[Opening Records shown section]
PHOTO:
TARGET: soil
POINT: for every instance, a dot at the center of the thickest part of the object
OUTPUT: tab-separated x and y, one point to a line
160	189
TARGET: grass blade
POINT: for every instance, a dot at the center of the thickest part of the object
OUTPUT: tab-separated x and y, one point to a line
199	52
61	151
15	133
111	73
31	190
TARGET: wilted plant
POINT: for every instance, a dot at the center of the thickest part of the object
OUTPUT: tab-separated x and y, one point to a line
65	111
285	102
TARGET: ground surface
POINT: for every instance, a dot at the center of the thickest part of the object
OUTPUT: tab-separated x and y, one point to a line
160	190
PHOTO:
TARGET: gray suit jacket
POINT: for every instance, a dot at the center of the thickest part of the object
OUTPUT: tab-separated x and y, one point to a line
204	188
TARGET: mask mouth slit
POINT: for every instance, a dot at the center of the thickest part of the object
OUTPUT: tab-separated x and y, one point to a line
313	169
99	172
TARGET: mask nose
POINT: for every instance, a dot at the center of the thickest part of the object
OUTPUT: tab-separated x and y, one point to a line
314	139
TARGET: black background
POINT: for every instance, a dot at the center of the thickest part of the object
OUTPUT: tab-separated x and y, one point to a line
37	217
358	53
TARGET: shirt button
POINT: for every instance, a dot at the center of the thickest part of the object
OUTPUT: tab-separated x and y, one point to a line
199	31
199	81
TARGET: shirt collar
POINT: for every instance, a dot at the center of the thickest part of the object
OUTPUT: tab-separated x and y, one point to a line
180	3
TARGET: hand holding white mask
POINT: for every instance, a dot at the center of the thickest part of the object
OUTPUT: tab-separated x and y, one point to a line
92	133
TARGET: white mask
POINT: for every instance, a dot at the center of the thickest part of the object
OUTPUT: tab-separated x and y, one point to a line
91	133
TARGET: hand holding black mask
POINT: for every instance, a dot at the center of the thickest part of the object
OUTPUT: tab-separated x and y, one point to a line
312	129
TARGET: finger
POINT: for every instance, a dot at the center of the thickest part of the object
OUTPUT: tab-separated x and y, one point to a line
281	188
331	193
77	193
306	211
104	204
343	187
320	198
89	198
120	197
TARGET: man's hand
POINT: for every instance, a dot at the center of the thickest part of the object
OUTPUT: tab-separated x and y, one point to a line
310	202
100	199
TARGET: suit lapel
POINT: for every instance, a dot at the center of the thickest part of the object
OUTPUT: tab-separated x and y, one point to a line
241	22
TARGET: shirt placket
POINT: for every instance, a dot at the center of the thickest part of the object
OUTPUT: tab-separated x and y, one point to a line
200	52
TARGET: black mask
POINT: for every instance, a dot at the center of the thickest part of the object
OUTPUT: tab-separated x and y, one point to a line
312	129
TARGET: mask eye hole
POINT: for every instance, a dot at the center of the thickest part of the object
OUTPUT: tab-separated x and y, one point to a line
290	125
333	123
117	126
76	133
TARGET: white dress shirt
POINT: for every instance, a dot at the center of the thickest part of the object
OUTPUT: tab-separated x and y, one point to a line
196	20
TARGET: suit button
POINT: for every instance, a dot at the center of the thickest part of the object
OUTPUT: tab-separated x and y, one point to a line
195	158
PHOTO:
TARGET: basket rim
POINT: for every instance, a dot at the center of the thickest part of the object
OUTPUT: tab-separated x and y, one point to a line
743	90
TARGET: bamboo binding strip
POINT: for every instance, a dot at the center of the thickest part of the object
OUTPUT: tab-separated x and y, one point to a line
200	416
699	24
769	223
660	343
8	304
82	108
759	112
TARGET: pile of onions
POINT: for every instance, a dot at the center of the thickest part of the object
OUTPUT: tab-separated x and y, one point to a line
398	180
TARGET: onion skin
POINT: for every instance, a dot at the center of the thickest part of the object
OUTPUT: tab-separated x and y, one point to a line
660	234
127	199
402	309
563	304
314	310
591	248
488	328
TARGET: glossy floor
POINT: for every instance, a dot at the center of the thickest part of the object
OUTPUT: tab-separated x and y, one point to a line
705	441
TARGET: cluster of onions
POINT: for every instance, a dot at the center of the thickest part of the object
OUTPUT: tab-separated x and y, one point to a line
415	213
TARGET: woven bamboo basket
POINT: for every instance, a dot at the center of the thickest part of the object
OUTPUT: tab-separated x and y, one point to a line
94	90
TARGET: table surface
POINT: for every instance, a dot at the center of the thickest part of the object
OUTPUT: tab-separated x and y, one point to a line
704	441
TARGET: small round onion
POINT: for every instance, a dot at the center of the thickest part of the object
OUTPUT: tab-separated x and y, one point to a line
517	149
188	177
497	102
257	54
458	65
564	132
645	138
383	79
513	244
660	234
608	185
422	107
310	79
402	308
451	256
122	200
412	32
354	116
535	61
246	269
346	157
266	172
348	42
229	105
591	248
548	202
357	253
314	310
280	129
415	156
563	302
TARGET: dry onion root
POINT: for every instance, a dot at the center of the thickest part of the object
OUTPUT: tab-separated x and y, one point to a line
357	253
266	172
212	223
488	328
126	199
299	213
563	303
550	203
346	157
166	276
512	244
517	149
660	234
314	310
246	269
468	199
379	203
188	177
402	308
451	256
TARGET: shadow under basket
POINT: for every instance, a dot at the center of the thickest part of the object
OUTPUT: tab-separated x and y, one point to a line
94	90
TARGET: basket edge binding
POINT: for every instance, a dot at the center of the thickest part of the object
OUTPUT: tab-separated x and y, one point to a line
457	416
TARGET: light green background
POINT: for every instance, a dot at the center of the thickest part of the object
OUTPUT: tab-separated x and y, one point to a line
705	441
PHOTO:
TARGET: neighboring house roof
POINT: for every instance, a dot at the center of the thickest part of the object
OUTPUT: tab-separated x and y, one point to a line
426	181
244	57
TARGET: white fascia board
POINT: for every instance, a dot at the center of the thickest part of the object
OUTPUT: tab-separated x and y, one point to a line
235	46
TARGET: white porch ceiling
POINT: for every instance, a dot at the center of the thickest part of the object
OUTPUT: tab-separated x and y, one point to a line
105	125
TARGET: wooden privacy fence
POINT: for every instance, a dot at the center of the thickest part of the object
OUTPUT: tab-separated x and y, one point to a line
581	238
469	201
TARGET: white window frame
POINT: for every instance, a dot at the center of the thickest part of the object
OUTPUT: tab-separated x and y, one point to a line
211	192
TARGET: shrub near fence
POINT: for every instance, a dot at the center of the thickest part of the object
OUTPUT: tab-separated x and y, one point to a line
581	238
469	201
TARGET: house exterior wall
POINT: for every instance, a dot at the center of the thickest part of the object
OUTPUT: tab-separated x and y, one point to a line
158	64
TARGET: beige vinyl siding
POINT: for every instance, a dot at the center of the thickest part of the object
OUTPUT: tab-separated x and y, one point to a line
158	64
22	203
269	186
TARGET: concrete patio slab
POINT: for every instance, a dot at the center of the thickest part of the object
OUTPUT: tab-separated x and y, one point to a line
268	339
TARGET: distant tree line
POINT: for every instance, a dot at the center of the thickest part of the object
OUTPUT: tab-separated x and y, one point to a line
[Closing Records shown section]
## What to produce
Each entry above is to be duplicated exactly, with nothing left out.

## Solution to this task
PHOTO:
TARGET: soil
POINT: for every instance, a dot at the center of the thickest part of the object
OUTPUT: tab-separated x and y, one point to a line
160	189
TARGET: grass blade
POINT: for every instance, a dot at the center of the thickest part of the object
OUTPUT: tab-separated x and y, one point to a line
199	52
61	151
15	133
111	73
31	190
TARGET: wilted plant
POINT: for every instance, a dot at the center of the thickest part of the object
OUTPUT: tab-separated x and y, one point to a line
65	111
285	102
TARGET: ground surface
POINT: for every instance, a dot at the center of the thickest part of the object
OUTPUT: tab-separated x and y, one point to a line
160	190
PHOTO:
TARGET: gray suit jacket
POINT: for every instance, a dot at the center of the thickest part of the object
OUTPUT: tab-separated x and y, one point to a line
204	188
TARGET: mask mouth slit
POINT: for every instance, a dot at the center of the thickest part of the object
OUTPUT: tab-separated x and y, one point to a line
313	169
99	172
TARGET: mask nose
POINT: for every instance, a dot at the center of the thickest part of the object
OUTPUT: tab-separated x and y, one point to a line
314	139
TARGET: black background
POINT: for every instance, a dot at the center of the thickest part of the object
OUTPUT: tab-separated x and y, one point to a line
37	217
358	53
TARGET: shirt button
POINT: for every instance, a dot at the center of the thickest part of the object
OUTPUT: tab-separated x and y, one point to a line
199	31
199	81
TARGET: shirt collar
POINT: for every instance, a dot at the center of the thickest part of the object
OUTPUT: tab-separated x and y, one point to a line
180	3
TARGET: hand holding white mask
POINT: for every instance, a dot at the center of the thickest part of the object
OUTPUT: tab-separated x and y, one point to a line
92	133
TARGET: white mask
POINT: for every instance, a dot at the center of the thickest part of the object
OUTPUT: tab-separated x and y, one point to a line
91	133
TARGET: hand holding black mask
POINT: for every instance, a dot at the center of the thickest part of the object
OUTPUT: tab-separated x and y, one point to a line
312	129
TARGET: finger
POINT: for every instance, a dot at the center of the thickest part of the object
OUTPUT: tab-separated x and y, one point to a line
281	188
331	193
77	193
306	211
104	204
343	187
320	198
89	198
120	197
TARGET: man's hand
POINT: for every instance, a dot at the center of the thickest part of the object
OUTPUT: tab-separated x and y, one point to a line
310	202
100	199
TARGET: suit lapel
POINT: for every instance, a dot at the center of the thickest part of the object
OUTPUT: tab-separated x and y, one point to a line
241	22
TARGET: shirt placket
POINT: for every instance, a dot at the center of the thickest part of the object
OUTPUT: tab-separated x and y, one point to a line
200	52
TARGET: black mask
POINT: for every instance, a dot at the center of the thickest part of the object
OUTPUT: tab-separated x and y, one point to a line
312	129
TARGET: mask eye hole
POINT: for every instance, a dot at the center of the thickest part of the object
OUTPUT: tab-separated x and y, one point to a line
290	125
333	123
117	126
76	133
TARGET: white dress shirt
POINT: for every instance, a dot at the center of the thickest part of the object
OUTPUT: tab-separated x and y, one point to a line
196	20
TARGET: suit button
POINT: for every instance, a dot at the center of the thickest part of the object
OUTPUT: tab-separated x and y, one point to a line
195	158
PHOTO:
TARGET: basket rim
POINT: for every instance, a dot at the center of the thickest part of the object
OUTPUT: tab-separated x and y, one point to a line
743	90
TARGET: bamboo binding strip
POINT: for every instance, a dot at the center of the thickest part of the object
OUTPUT: tab-separated x and y, one point to a line
200	416
699	24
769	223
660	343
8	304
82	108
759	112
TARGET: pile of onions
POINT: for every instance, a dot at the center of the thickest part of the object
OUTPUT: tab-separated x and y, one point to a line
398	180
TARGET: onion skin
POINT: for every instance, a dot at the center of the thickest part of the object
OUTPUT: tab-separated x and y, one point to a line
660	234
127	199
402	309
563	304
314	310
591	248
488	328
TARGET: glossy floor
POINT: for every instance, a dot at the center of the thickest part of the object
OUTPUT: tab-separated x and y, one point to a line
705	441
TARGET: cluster of onions
POINT: for every instance, a dot at the center of the thickest part of the object
OUTPUT: tab-separated x and y, one point to a line
415	213
TARGET: woven bamboo basket
POINT: for every instance, a dot at the center of the thickest part of the object
OUTPUT: tab-separated x and y, one point to a line
94	90
TARGET: table surface
POINT: for every instance, a dot at the center of the thickest part of the object
OUTPUT: tab-separated x and y, one point to a line
704	441
TARGET: small round onion
POINT: for every instance, a dot at the center of the thickest part of the object
OUTPUT: tab-separated x and y, one point to a line
517	149
188	177
497	102
257	54
458	65
564	132
645	138
383	79
513	244
660	234
608	185
422	107
310	79
402	308
451	256
122	200
412	32
354	116
535	61
246	269
346	157
266	172
348	42
229	105
591	248
548	202
357	253
314	310
280	129
415	156
563	302
TARGET: dry onion root
POINT: for every instance, a dot at the center of the thickest part of the object
OUTPUT: tab-separated x and y, one point to a line
357	253
266	172
212	223
488	328
126	199
299	213
563	303
550	203
346	157
166	276
512	244
517	149
660	234
314	310
246	269
468	199
379	203
188	177
402	308
451	256
TARGET: shadow under basket
POINT: for every instance, a dot at the center of the thickest part of the object
OUTPUT: tab-separated x and y, one point to a line
94	90
TARGET: basket edge binding
POINT: for every instance, a dot at the center of the thickest part of the object
OUTPUT: tab-separated x and y, one point to a line
457	416
TARGET: light green background
POINT: for every instance, a dot at the center of the thickest part of the object
OUTPUT: tab-separated x and y, one point to a line
705	441
PHOTO:
TARGET: neighboring house roof
POINT: for every instance, a dot at the center of the thickest part of the object
OUTPUT: tab-separated x and y, one point to a line
426	181
244	57
TARGET: white fascia board
POINT: for every instance, a dot at the center of the thickest part of the object
OUTPUT: tab-separated x and y, one point to a line
235	46
TARGET: white porch ceiling
POINT: for every instance, a dot at the center of the thickest part of the object
OUTPUT: tab-separated x and y, one point to a line
105	125
TARGET: wooden privacy fence
POINT: for every instance, a dot at the center of the thickest part of the object
OUTPUT: tab-separated x and y, one point to a line
581	238
469	201
TARGET: white window frame
POINT: for every instance, a dot at the center of the thickest part of the object
OUTPUT: tab-separated x and y, one point to a line
211	192
TARGET: shrub near fence
POINT: for every instance, a dot at the center of the thickest part of the object
OUTPUT: tab-separated x and y, one point to a line
581	238
469	201
TARGET: house exterior wall
POINT: for every instance, a dot at the center of the thickest part of the object
OUTPUT: tab-separated x and y, one point to a line
158	64
TARGET: beige vinyl siding
POINT: for every instance, a dot at the center of the thickest part of the object
OUTPUT: tab-separated x and y, one point to a line
158	64
22	203
269	186
TARGET: concrete patio slab
POINT: for every instance, a dot at the center of the thickest part of the object
OUTPUT: tab-separated x and y, one point to a line
268	339
TARGET: distant tree line
POINT: for every instance, a dot at the center of the thickest part of the object
OUTPUT: tab-separated x and y, one point to a line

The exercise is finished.